▶ _Tarea breve_:
Prosiga el relato de viaje sobre la visita a Strand y al MOMA a partir de su última oración.

▶ _Extracto proporcionado_:
════════════════════

El décimo día amaneció semi lluvioso (pero lo peor todavía estaba por llegar en terminos pluviales) y volvimos a Strand. Compre dos libros más de Feiffer (¡es material de investigación!) y el trade paperback nuevo de Final Crisis, que ya comencé a releer y a encontrar cosas nuevas en él. Que comic maravilloso, lo mejor de la etapa tardía de Morrison con All Star Superman. [Lo terminé de releer en el medio del viaje y un par de cosas: a) La edición con los números extra de Superman Beyond y Batman le da una fluidez sorprendente, lo cual no quiere decir que no sea caótica y extravagante b) Algo que se olvidó en su momento es cuan fiel es a la sensación y estilo de la Crisis original: comienza y termina con personajes olvidados, está lleno de detalles de color que indican un universo mucho más grande, todo el tiempo salta de un espacio a otro, la idea es que te desorientes y que te sorprendas c) Cuán llena que está de momentos individuales, de caracterizaciones sutiles y elegantes]
De ahí partimos al MOMA. Cuando llegamos la cola para el día gratis daba la vuelta a la manzana y mas allá. Una vez que abrieron las puertas la marea humana ingresó de forma constante, con lo cual ya intuimos que no iba a ser el museo más disfrutable del mundo. Otra vez, es INMENSO, seis pisos que no se terminan nunca, y la verdad que ese concepto de museo me rompe un poco las pelotas. Para el tiempo en que llegas a las últimas muestras tu cerebro, tus piernas, pies y ojos están agotados, quemados, y pasas los pasillos como solo buscando la salida de ese infierno. Agregale a eso las masas humanas arrebujadas alrededor del cuadro de Van Gogh de las luces celestes, sacándole fotos, los porteños que circulan por las salas de arte contemporáneo diciendo «eso lo podría hacer mi primo» y la verdad que no fue una experiencia óptima. Igual, la gente observa las obras a una distancia respetuosa, a pesar de que se estén sacando selfies, y con un cierto asombro. Supongo que el aura aún funciona, viejo Benjamin.
Mas alla de eso, el museo tiene cosas muy lindas, me gustaron la parte Dada y las cosas de Duchamp y la parte de arte contemporáneo post-sesentas. Además tenía una muestra de Frank Lloyd Wright increíble.

════════════════════

Entradas de etiquetado de la posición de objetos
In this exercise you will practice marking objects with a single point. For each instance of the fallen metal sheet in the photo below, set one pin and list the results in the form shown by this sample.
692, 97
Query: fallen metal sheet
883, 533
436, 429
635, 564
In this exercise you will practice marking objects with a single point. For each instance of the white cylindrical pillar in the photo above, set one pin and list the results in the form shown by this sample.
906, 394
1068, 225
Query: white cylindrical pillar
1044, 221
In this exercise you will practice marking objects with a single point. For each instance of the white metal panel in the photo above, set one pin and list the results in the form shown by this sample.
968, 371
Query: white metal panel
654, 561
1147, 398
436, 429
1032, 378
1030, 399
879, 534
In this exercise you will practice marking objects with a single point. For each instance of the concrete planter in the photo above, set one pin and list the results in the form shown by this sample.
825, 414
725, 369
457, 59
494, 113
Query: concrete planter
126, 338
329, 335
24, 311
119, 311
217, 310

════════════════════

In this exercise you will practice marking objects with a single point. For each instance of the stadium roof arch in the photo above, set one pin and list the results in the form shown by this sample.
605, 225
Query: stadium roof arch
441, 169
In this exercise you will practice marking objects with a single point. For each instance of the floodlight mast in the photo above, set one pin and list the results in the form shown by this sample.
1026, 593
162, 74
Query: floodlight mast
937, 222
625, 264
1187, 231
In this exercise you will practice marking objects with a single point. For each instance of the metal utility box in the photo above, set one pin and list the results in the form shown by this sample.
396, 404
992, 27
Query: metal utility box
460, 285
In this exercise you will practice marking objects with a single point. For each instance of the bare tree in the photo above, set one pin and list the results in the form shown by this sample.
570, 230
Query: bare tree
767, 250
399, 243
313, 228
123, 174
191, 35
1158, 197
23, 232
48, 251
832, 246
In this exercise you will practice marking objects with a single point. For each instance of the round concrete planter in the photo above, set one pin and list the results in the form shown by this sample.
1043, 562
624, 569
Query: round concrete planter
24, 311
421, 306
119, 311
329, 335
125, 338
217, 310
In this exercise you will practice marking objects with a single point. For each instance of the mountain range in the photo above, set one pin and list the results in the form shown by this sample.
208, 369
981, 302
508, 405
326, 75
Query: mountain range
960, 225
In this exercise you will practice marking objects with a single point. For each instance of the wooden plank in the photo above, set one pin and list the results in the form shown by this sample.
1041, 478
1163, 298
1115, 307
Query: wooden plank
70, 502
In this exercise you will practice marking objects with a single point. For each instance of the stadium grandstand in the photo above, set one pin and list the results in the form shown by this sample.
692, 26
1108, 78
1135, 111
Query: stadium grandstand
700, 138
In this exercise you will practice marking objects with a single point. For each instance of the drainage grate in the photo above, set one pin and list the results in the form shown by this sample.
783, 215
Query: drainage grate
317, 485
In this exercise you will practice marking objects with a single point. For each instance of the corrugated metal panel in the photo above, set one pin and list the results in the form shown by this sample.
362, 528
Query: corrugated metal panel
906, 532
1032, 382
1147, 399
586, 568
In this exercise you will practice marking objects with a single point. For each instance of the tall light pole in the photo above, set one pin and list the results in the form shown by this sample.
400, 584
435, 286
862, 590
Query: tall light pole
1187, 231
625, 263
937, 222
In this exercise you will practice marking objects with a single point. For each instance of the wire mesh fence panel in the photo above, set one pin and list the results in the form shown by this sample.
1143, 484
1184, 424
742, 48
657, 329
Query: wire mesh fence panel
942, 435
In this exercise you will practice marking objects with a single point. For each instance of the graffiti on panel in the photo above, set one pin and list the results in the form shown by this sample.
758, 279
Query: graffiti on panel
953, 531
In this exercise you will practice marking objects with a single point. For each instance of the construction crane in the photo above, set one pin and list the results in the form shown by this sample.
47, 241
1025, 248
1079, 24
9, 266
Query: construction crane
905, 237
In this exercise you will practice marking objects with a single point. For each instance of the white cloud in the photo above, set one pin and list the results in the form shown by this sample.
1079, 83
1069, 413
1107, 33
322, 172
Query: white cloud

════════════════════

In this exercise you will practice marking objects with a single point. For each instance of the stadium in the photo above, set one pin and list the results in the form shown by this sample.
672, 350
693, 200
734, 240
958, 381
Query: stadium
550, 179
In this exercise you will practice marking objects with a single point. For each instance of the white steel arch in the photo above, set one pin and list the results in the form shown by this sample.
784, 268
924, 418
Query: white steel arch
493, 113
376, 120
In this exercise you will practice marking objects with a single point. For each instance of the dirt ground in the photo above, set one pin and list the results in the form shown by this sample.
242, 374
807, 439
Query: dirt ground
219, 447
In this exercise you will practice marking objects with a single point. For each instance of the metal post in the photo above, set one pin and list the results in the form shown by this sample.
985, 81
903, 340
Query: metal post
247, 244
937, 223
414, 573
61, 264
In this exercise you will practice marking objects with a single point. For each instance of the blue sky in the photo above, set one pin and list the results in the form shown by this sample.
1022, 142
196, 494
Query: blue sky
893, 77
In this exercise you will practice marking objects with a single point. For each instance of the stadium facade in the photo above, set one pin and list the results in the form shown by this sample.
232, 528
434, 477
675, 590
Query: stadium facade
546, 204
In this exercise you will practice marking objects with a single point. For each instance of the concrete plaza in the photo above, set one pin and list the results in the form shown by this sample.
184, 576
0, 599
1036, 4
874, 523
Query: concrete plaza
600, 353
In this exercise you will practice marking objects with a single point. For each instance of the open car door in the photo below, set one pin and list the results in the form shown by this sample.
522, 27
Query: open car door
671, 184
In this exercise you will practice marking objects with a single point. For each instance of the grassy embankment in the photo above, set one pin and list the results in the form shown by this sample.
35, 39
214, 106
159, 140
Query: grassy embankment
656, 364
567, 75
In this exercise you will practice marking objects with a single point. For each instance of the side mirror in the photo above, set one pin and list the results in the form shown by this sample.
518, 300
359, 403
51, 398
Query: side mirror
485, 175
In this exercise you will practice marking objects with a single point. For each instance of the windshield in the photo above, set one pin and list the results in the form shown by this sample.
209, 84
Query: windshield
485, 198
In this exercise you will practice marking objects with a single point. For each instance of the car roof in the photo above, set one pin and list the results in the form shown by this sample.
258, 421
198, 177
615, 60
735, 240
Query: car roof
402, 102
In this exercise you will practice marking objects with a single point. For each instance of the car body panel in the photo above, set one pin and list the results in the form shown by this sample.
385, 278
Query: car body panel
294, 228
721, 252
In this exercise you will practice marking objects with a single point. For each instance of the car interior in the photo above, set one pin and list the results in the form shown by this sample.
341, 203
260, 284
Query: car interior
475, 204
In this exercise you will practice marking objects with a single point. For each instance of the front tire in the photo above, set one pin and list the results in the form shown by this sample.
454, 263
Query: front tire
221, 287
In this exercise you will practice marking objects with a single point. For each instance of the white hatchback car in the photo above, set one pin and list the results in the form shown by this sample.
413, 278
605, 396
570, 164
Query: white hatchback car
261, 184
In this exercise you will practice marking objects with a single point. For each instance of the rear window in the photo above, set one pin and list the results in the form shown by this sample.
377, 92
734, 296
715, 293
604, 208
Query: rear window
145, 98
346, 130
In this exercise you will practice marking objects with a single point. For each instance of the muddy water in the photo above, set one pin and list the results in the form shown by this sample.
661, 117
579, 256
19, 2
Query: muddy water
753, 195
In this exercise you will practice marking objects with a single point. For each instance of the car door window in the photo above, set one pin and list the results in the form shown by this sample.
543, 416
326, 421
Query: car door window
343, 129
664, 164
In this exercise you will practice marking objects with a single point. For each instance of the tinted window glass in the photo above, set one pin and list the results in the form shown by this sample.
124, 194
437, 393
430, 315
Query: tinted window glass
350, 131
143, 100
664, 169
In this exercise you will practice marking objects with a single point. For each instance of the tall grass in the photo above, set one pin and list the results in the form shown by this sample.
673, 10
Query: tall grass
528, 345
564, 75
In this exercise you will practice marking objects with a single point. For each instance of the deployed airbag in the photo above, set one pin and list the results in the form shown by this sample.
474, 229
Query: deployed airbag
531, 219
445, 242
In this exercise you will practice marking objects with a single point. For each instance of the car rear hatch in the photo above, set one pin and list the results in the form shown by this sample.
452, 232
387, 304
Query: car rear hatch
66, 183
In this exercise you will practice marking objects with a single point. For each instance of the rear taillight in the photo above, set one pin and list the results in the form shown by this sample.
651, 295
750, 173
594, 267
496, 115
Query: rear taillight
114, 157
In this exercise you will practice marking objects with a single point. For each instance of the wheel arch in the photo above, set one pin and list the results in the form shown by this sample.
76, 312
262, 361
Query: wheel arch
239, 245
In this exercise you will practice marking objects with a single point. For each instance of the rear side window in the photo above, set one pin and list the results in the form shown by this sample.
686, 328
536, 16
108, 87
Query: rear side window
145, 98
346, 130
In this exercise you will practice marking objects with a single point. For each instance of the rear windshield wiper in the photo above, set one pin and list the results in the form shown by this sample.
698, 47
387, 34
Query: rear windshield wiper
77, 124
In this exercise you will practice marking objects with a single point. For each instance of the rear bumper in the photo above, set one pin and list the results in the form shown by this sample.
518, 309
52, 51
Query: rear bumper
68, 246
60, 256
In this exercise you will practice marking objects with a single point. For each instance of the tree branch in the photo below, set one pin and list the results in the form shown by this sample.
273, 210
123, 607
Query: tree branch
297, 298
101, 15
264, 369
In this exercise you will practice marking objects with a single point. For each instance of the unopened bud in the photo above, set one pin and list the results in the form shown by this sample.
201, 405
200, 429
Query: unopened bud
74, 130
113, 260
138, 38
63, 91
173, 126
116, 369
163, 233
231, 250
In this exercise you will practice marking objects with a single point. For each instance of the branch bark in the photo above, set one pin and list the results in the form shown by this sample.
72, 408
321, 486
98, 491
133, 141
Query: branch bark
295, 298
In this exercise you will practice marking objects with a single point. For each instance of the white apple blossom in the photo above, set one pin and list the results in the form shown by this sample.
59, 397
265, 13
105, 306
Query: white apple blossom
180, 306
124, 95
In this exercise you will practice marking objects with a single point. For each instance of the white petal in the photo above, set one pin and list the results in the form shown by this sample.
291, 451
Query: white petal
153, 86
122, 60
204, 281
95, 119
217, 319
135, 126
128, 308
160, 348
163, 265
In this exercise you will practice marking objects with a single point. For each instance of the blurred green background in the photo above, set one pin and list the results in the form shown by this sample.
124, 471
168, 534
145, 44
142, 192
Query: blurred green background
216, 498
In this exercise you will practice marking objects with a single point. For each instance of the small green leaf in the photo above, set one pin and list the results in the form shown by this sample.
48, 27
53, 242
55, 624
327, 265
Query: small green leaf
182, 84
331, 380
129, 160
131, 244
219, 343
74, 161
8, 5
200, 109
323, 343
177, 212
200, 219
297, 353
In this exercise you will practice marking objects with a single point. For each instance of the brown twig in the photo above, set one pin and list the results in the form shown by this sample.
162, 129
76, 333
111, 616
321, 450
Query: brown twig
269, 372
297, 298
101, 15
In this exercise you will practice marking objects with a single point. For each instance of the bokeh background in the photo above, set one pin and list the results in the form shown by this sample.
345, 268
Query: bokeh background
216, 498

════════════════════

▶ _Resultado_:
Entre las miles de obras que aloja había una metralleta hecha con partes de auto, obra de un italiano, frente a la cual Allegrucci dijo «un italiano, traumado por la guerra, desarma su auto y se construye una metralleta«. Pero terminamos fundidos y con ganas de un injerto de piernas.
Algunos apuntes sueltos: se reconoce a los douchebags (y douchebaguettes) por el volumen infernal al que escuchan Skrillex, piiiunch, clang, bwooouun, sale de sus auriculares con la fuerza de mil demonios.
Toda la ciudad está llena de publicidades de agencias de salud privada que compiten de forma feroz por «cuidar» a los ciudadanos.
El subte casi no tiene escaleras mecánicas. El otro día una señora bajaba un cochecito de bebe con muchas dificultades, la cabeza del niño rebotando con cada escalón y una chica que quería subir, ataviada con un barbijo, agarró el carro y la ayudó a terminar el descenso con una actitud «meta, que tengo que llegar a casa». Creo que esa imagen describe bastante bien a esta ciudad.
Días 11 y 12.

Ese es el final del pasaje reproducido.